## Begin Document
Only if the OS is written in C, and has its APIs exposed as C APIs to userspace.

Quite a few OSes don't fit that rule.

Could you name two of these that are important to you?
Android, userspace is Java, and what is exposed on the NDK is a tiny portion, as it is only meant for games and implementing native methods for better performance beyond what JIT/AOT do, or bindings to existing libraries.

About 80% of the OS APIs are behind JNI calls, when using the NDK.

iOS, iPadOS, watchOS, the large majority of userspace APIs is based on Objective-C, or Swift, bare bones C is only available for the POSIX leftovers.

You need to call the Objective-C runtime APIs for anything useful as an app that Apple would approve.

For the Plan 9 geeks, Inferno, OS APIs are exposed via Limbo.
## End Document
> What the task asks
Reproduce the part of the comment on operating system APIs that starts at the words "Only if the" and ends after the words "exposed via Limbo.". The entries that follow have no connection to the comment on operating system APIs.
## Begin Material
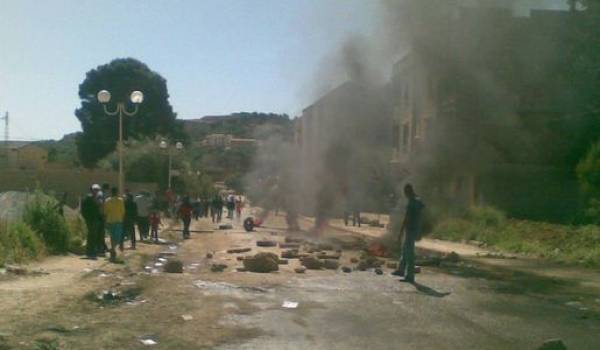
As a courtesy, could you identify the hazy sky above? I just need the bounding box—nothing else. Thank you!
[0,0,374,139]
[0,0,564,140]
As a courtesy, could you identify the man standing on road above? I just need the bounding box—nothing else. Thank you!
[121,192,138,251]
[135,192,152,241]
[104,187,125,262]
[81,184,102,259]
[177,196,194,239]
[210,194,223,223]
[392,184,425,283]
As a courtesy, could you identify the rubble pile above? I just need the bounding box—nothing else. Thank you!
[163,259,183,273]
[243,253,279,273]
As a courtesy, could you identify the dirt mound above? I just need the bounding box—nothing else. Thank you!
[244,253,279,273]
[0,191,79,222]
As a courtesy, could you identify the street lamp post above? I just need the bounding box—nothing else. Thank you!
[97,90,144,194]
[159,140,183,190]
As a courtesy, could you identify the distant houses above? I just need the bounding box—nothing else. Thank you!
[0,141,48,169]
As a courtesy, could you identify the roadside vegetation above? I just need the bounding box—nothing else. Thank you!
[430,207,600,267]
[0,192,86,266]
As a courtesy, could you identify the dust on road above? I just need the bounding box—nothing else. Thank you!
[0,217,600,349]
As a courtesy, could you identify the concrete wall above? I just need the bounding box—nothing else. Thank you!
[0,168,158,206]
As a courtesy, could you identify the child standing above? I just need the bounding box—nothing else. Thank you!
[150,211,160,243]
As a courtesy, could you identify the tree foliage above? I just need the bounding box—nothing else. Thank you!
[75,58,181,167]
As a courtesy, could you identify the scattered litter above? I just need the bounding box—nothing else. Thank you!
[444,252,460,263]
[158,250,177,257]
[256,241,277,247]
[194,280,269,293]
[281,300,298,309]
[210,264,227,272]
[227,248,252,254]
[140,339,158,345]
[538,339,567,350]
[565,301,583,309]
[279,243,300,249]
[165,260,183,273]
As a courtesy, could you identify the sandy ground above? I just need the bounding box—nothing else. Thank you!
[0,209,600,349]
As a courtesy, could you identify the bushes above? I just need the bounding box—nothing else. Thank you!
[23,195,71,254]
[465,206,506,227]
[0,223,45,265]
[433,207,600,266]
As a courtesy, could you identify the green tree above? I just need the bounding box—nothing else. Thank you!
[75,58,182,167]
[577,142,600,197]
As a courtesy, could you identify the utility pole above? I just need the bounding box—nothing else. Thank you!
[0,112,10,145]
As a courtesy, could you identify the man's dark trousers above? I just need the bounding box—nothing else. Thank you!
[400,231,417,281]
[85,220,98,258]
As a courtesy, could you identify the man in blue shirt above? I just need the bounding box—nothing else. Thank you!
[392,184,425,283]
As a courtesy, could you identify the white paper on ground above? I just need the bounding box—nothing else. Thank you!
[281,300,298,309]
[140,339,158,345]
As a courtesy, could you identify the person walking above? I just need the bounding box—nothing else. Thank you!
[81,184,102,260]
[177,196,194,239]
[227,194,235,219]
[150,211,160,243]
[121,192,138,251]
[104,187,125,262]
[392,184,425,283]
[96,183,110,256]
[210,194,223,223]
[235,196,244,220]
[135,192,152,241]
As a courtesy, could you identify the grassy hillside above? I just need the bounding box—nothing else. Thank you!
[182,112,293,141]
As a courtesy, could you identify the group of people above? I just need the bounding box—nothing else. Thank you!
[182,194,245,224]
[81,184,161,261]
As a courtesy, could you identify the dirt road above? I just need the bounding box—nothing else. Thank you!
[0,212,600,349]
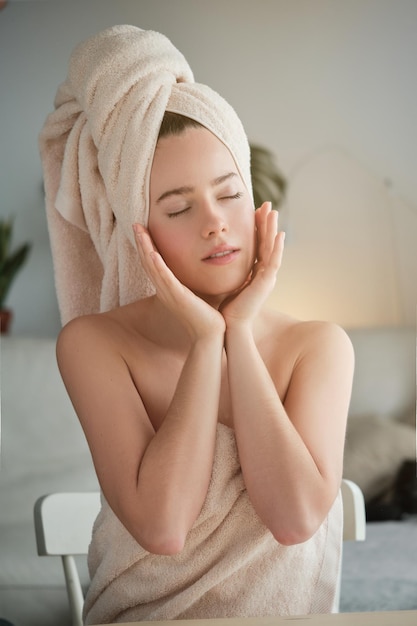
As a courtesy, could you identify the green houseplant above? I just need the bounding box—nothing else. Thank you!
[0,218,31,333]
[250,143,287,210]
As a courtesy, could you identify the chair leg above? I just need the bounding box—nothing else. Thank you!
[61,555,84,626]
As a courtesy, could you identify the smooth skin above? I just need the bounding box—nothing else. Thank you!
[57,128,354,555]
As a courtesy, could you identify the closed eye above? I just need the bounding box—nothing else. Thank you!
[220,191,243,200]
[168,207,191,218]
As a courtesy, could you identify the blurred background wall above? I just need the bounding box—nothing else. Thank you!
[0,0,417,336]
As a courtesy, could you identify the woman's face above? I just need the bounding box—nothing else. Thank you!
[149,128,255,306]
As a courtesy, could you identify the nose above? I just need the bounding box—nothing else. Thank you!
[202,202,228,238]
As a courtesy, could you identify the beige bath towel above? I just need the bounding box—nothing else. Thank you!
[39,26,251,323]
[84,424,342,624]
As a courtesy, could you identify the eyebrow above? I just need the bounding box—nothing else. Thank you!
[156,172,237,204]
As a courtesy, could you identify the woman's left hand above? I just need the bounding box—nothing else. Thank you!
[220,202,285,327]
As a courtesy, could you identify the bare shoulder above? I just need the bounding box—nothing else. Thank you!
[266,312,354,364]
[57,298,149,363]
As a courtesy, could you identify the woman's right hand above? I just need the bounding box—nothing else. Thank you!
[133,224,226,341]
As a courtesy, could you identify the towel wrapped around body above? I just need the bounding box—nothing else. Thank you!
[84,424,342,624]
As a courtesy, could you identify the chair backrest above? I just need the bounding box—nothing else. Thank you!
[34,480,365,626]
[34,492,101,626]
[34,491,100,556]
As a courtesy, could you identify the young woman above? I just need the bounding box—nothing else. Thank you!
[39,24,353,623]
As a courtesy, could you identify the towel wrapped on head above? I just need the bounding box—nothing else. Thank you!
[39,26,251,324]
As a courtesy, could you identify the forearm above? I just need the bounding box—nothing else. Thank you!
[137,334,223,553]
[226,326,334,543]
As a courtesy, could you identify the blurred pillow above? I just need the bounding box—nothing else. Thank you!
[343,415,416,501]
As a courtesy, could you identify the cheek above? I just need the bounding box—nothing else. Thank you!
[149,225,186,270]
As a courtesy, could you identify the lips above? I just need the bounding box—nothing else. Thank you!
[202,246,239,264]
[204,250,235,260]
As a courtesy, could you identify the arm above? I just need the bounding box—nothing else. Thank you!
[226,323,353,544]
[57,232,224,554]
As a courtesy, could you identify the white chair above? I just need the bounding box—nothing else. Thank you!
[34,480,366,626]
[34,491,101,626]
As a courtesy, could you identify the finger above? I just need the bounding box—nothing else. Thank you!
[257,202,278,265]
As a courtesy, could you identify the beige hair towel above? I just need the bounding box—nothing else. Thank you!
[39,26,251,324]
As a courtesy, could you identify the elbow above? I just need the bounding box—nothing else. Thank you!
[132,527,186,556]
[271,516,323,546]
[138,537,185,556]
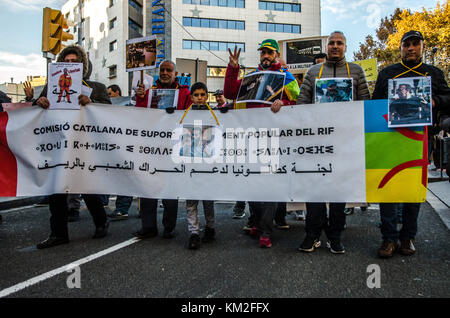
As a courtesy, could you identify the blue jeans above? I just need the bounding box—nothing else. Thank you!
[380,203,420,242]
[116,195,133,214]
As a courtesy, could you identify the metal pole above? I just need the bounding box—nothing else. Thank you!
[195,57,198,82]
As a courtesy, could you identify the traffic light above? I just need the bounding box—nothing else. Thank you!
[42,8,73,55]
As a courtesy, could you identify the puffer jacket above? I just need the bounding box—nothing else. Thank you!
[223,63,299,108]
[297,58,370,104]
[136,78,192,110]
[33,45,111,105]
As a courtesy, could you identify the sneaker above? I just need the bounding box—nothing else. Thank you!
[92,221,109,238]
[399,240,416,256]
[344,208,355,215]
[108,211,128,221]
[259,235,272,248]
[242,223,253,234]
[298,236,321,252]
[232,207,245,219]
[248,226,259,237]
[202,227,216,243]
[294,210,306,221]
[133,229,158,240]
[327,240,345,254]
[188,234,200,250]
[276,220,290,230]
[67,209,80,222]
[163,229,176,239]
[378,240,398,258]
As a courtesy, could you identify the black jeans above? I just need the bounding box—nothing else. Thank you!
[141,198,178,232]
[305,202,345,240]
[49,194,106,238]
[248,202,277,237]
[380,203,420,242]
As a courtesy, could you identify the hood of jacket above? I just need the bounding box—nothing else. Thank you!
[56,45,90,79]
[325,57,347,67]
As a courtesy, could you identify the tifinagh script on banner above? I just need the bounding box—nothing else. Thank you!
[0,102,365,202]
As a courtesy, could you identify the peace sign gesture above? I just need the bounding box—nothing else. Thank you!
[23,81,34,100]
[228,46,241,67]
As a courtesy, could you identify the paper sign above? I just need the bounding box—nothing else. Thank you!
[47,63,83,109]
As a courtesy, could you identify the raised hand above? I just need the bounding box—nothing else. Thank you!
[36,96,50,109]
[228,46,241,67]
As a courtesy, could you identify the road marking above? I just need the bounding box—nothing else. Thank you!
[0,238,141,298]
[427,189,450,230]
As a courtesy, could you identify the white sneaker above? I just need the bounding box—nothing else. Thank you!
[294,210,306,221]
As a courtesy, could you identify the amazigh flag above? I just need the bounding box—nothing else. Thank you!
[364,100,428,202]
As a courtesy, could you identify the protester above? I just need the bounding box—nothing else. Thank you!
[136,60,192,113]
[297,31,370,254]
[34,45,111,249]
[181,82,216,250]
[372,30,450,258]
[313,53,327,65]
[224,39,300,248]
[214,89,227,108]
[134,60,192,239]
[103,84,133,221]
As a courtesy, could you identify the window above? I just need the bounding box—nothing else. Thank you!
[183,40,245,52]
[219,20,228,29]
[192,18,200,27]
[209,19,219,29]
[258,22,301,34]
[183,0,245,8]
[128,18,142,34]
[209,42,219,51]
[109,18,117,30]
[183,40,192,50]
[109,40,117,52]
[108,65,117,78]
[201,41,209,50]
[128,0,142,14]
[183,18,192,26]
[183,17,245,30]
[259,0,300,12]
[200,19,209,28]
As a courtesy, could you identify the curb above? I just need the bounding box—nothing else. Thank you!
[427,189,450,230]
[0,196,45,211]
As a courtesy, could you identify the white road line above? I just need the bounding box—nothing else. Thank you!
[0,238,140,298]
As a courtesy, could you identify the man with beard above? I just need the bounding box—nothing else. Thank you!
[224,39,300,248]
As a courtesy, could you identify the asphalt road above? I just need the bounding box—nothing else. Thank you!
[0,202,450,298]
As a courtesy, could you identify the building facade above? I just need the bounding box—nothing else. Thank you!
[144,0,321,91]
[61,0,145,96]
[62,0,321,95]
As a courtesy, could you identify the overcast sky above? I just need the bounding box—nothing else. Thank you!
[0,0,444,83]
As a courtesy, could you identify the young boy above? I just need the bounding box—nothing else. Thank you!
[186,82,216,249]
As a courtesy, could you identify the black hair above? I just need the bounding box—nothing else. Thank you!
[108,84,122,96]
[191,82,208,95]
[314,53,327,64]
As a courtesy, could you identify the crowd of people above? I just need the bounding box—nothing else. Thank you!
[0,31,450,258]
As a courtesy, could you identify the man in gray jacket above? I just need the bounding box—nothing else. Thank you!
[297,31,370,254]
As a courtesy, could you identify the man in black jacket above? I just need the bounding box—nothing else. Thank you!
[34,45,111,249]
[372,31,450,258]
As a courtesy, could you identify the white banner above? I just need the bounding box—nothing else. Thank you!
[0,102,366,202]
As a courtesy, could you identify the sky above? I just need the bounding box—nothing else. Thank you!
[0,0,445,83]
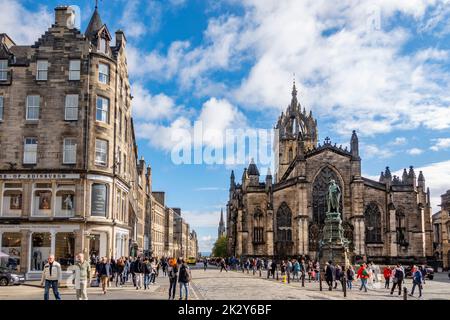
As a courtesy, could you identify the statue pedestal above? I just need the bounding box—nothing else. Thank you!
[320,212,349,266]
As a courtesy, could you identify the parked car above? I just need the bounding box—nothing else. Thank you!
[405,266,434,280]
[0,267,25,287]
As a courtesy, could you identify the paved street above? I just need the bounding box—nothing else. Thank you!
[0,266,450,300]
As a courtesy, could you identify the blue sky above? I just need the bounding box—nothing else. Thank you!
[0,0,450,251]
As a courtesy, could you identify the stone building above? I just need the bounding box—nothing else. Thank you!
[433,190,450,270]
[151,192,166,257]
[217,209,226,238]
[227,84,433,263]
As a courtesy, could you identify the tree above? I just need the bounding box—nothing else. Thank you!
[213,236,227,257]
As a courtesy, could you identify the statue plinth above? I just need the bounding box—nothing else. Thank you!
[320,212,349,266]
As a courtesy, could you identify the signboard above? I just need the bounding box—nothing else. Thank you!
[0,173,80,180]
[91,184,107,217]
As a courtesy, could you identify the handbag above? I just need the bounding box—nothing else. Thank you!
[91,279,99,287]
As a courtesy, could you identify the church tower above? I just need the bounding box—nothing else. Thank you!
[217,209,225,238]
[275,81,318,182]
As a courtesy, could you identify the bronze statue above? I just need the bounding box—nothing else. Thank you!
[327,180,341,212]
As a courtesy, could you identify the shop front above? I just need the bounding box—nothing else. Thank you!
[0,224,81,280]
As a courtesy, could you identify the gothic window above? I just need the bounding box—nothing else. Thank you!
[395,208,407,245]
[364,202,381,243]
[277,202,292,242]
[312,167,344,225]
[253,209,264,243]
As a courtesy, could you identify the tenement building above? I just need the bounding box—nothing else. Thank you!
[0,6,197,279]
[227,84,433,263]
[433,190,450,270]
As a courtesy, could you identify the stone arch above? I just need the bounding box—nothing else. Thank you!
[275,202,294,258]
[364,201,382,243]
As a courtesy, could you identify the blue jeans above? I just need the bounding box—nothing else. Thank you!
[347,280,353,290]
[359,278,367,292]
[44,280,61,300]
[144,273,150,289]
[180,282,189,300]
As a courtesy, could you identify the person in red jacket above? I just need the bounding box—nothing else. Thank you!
## End Material
> Final answer
Only if the OS is written in C, and has its APIs exposed as C APIs to userspace.

Quite a few OSes don't fit that rule.

Could you name two of these that are important to you?
Android, userspace is Java, and what is exposed on the NDK is a tiny portion, as it is only meant for games and implementing native methods for better performance beyond what JIT/AOT do, or bindings to existing libraries.

About 80% of the OS APIs are behind JNI calls, when using the NDK.

iOS, iPadOS, watchOS, the large majority of userspace APIs is based on Objective-C, or Swift, bare bones C is only available for the POSIX leftovers.

You need to call the Objective-C runtime APIs for anything useful as an app that Apple would approve.

For the Plan 9 geeks, Inferno, OS APIs are exposed via Limbo.